**Your assignment:** Copy everything from the start of the items down through the line containing "positive clicks: (474, 399)", word for word.

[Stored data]
◇ ◇ ◇ ◇ ◇
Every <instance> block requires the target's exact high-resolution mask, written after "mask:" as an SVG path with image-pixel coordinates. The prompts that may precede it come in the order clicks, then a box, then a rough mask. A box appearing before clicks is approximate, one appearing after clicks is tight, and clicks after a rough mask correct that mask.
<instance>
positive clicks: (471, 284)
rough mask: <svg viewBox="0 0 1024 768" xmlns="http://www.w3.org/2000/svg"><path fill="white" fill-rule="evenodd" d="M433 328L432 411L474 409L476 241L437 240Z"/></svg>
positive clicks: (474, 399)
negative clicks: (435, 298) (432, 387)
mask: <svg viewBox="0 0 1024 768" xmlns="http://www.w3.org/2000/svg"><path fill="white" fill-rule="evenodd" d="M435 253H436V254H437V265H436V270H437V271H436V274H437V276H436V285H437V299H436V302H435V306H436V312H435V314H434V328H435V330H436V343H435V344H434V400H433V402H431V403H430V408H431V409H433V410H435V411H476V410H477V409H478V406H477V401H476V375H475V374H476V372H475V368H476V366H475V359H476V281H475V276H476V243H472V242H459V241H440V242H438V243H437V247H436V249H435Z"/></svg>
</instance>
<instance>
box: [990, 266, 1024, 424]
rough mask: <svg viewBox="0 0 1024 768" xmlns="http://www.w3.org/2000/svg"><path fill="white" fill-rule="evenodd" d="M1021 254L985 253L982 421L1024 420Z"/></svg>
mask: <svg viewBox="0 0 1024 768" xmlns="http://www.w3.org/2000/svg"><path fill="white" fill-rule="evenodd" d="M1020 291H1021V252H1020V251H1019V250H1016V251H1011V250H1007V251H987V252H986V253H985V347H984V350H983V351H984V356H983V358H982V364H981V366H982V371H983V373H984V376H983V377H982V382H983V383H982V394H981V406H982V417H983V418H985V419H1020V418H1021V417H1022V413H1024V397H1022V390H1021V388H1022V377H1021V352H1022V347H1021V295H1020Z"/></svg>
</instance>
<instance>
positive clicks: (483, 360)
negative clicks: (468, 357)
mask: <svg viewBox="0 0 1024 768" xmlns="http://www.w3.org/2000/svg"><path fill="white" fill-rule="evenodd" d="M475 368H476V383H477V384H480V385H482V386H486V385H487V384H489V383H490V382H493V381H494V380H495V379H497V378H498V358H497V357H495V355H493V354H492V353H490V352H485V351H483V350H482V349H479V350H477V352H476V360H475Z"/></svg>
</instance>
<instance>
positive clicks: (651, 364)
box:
◇ ◇ ◇ ◇ ◇
**Final answer:**
Every <instance> block requires the target's exact high-resolution mask, written after "mask:" as an SVG path with image-pixel coordinates. The prompts that may precede it come in the order clicks, then a box, then a rough mask. A box appearing before clicks is approximate, one appearing after clicks is tight, and clicks after a rough mask correct that mask.
<instance>
positive clicks: (471, 284)
rough mask: <svg viewBox="0 0 1024 768" xmlns="http://www.w3.org/2000/svg"><path fill="white" fill-rule="evenodd" d="M433 328L432 411L474 409L476 241L437 240Z"/></svg>
positive clicks: (474, 399)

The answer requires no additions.